§ STATED PROBLEM
Reproduce word for word the stretch of the Hurricane Sandy blog post from "CapturePrior to Hurricane" through "plans and policies.".

§ GIVEN PASSAGE

— Start —

After Hurricane Sandy: An Action Plan for New York City

This week’s contributing blogger, Cindy Albertson, is an Assistant Conservator at MoMA who served as the Local Volunteer Coordinator for the Foundation for the American Institute for Conservation’s Hurricane Sandy relief efforts.  In addition she maintains a private practice where she is currently charged with Project Managing the NYCT grant for the Alliance for Response New York City.

 

CapturePrior to Hurricane Sandy, the most active local group concerned with disaster mitigation and cultural property within the heritage community was the New York City chapter of Alliance for Response – formed in 2004 with a current membership of over 500 individuals. This Heritage Preservation initiative was developed to ensure that relationships between first responders and the cultural heritage community are built in advance, so that one can quickly reach out to partners if needed rather than searching for expertise in the middle of an event. We have also focused on creating programming that brings our members the resources they need to establish their own disaster plans and policies.

AFR NYC has a very close connection with the NYC Office of Emergency Management, specifically the Public and Private initiatives program.  AFR continues to have a seat at the OEM Emergency Operations Center as well as a direct line to staff in the days preceding, during and following an event.  The OEM is probably AFR NYC’s most valuable local partner.  They have assisted our membership in preparedness by offering training and tabletop exercises.

Second session at Consortium on Recovery of Works Damaged by Flooding – MoMA November 2012

Second session at Consortium on Recovery of Works Damaged by Flooding – MoMA November 2012

Following Hurricane Sandy’s impact on New York City in 2012, the Alliance for Response NYC, AIC CERT, and New York Regional Art Conservators (NYRAC) worked closely together to assist those with recovery needs, facilitate the MoMA “Consortium on Recovery of Works of Art Damaged by Flooding”, and oversee the opening and operation of AIC’s Cultural Recovery Center.

— End —

§ EXTRACTED INFORMATION
— Start —

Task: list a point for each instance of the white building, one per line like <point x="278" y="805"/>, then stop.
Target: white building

— End —
— Start —

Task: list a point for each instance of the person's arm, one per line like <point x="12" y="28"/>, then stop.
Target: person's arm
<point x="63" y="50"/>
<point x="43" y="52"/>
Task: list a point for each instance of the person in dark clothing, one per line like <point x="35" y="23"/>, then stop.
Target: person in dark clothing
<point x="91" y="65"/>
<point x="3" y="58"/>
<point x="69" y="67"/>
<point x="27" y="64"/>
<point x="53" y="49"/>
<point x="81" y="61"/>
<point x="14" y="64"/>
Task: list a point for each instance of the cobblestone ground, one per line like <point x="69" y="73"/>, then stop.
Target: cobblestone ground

— End —

§ WRITTEN SOLUTION
CapturePrior to Hurricane Sandy, the most active local group concerned with disaster mitigation and cultural property within the heritage community was the New York City chapter of Alliance for Response – formed in 2004 with a current membership of over 500 individuals. This Heritage Preservation initiative was developed to ensure that relationships between first responders and the cultural heritage community are built in advance, so that one can quickly reach out to partners if needed rather than searching for expertise in the middle of an event. We have also focused on creating programming that brings our members the resources they need to establish their own disaster plans and policies.